Saved data entries:
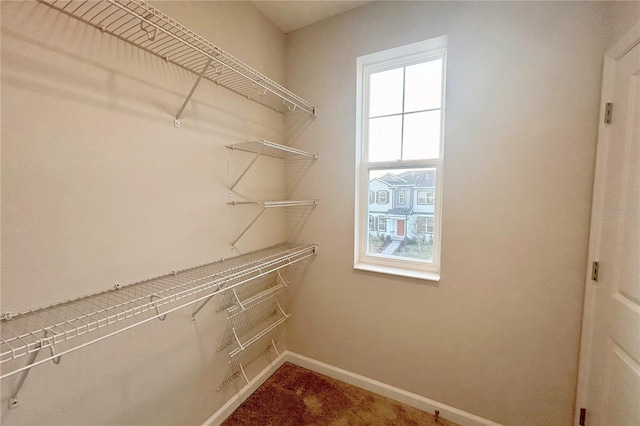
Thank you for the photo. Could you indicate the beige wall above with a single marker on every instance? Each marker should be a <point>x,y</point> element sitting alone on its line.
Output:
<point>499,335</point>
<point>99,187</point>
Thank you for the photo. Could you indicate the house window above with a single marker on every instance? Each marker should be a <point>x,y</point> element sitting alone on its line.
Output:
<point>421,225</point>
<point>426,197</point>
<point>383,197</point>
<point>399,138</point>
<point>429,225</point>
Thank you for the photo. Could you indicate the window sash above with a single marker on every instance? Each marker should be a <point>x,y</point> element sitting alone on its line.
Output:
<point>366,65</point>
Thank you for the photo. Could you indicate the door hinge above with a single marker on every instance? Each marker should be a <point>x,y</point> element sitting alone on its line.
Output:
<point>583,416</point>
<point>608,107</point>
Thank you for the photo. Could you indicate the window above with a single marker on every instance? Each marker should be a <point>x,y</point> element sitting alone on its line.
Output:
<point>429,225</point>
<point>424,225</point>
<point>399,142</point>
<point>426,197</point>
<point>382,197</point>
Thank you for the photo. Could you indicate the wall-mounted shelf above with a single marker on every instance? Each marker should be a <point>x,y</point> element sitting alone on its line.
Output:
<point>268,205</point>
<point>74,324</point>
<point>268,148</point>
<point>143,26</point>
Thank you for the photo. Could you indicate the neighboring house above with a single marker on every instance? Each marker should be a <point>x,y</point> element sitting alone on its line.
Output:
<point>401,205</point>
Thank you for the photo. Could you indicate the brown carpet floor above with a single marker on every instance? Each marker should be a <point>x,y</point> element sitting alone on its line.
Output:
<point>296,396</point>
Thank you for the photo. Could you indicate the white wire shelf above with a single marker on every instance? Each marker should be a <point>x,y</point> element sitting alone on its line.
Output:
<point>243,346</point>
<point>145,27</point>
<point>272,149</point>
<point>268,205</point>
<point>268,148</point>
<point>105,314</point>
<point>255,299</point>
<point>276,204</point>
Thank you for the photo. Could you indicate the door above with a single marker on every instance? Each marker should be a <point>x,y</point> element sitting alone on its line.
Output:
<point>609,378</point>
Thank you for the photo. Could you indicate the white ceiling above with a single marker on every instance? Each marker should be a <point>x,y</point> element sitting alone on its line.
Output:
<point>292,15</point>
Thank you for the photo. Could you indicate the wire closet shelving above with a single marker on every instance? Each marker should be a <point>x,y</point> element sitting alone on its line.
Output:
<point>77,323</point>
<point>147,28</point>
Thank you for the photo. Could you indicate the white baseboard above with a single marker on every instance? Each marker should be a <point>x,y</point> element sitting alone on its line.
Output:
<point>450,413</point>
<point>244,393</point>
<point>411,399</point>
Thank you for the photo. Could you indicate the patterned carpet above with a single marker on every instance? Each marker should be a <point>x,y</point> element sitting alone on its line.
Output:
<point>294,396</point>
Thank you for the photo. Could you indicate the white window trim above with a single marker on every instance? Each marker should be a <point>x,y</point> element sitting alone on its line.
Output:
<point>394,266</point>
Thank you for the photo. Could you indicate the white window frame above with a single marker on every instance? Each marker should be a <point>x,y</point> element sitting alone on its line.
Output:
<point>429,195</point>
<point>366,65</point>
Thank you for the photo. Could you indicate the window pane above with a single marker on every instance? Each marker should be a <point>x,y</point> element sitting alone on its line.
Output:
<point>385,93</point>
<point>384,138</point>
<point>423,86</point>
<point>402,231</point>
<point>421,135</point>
* * *
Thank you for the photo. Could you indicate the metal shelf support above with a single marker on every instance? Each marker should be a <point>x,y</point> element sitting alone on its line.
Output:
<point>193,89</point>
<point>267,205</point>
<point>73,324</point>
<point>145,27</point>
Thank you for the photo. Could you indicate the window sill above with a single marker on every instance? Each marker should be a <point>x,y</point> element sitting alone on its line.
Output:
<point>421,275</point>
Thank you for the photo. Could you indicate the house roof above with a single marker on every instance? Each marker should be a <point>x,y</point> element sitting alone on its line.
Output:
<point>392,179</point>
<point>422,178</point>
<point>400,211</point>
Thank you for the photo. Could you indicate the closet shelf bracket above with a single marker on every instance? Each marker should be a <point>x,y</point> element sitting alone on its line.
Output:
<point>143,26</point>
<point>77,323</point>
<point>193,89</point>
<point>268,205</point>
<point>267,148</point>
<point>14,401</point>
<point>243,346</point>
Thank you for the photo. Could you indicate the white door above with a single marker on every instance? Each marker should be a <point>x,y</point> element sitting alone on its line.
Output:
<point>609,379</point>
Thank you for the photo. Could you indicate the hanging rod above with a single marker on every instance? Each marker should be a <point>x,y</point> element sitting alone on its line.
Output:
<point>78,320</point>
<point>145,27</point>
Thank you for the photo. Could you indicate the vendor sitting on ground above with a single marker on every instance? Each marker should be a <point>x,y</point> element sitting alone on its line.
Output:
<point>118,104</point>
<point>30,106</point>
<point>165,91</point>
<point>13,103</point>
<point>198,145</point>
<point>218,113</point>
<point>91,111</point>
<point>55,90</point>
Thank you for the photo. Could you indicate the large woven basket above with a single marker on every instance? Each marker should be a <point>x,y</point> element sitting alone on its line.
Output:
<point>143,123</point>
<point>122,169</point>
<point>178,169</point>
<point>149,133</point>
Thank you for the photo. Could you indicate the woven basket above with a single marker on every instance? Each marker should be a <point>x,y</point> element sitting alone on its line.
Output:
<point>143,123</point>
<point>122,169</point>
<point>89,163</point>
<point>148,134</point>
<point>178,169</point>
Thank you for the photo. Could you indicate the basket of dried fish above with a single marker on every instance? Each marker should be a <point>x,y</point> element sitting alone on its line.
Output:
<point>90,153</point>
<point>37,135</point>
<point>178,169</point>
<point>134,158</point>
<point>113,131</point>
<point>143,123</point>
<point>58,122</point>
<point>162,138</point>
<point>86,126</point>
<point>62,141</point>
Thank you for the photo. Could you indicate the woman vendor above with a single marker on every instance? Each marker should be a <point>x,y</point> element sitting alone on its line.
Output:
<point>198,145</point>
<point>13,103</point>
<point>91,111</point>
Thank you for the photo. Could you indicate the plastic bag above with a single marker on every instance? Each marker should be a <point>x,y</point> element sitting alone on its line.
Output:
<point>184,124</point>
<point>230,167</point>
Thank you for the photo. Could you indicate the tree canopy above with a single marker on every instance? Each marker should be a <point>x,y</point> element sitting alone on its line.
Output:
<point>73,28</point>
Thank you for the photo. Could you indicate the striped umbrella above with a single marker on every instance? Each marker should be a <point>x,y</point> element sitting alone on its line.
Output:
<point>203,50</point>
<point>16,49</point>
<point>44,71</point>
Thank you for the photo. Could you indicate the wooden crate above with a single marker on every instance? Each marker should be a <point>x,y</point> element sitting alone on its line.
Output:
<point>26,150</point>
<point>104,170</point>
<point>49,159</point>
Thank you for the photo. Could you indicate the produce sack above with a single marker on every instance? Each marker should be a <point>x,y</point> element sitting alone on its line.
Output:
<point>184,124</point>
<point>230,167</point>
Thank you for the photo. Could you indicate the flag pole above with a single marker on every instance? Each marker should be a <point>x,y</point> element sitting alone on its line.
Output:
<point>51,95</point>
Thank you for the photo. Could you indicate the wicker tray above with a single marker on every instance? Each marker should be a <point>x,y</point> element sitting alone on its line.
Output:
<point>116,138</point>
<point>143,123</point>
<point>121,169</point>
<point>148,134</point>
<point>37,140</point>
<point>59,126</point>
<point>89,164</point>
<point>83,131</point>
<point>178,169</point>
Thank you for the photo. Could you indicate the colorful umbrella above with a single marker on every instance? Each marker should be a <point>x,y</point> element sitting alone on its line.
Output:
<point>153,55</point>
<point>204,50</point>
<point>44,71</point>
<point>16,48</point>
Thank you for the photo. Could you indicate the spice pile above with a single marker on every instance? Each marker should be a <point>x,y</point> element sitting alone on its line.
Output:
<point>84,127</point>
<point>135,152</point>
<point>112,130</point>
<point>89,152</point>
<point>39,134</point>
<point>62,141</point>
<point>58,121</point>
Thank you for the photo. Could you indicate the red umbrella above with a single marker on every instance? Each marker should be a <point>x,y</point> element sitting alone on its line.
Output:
* * *
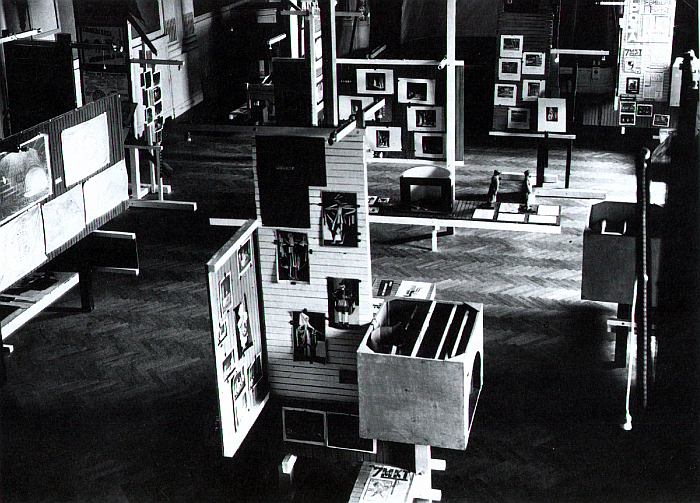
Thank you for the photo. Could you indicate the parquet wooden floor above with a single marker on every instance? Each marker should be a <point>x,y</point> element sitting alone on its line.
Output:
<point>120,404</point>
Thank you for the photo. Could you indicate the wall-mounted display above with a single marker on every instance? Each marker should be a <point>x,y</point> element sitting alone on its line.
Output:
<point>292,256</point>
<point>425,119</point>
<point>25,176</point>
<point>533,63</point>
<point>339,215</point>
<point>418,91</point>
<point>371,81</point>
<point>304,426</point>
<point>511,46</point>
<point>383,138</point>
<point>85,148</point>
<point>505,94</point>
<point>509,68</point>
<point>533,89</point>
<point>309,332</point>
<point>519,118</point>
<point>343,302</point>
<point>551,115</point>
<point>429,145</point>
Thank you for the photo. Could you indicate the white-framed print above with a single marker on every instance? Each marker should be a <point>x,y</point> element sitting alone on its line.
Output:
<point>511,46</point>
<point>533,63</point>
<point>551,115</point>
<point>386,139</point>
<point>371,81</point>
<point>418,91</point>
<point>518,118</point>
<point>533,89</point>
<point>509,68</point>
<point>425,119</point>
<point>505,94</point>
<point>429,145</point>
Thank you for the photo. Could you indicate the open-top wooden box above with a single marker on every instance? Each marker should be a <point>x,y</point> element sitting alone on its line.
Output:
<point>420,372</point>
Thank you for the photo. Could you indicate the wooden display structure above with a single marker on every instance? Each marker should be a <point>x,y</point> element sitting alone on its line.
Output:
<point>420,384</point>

• SHORT PROBLEM: Reproduce word for word the lines of the data above, from the line containing "Thank you for the photo. Could you indicate the patterned" up to and including the line containing "<point>394,266</point>".

• COMPLETED EXERCISE:
Thank you for the photo. Could you indicate the patterned carpet above with a single marker on every instance? Each marker should be a <point>x,y</point> element sitting alone on its line.
Output:
<point>294,396</point>
Thank you for the photo. Could you indicate the white window trim above with a single marker on every instance? Each marker should be a <point>x,y</point> element sitting alone on its line.
Output:
<point>394,266</point>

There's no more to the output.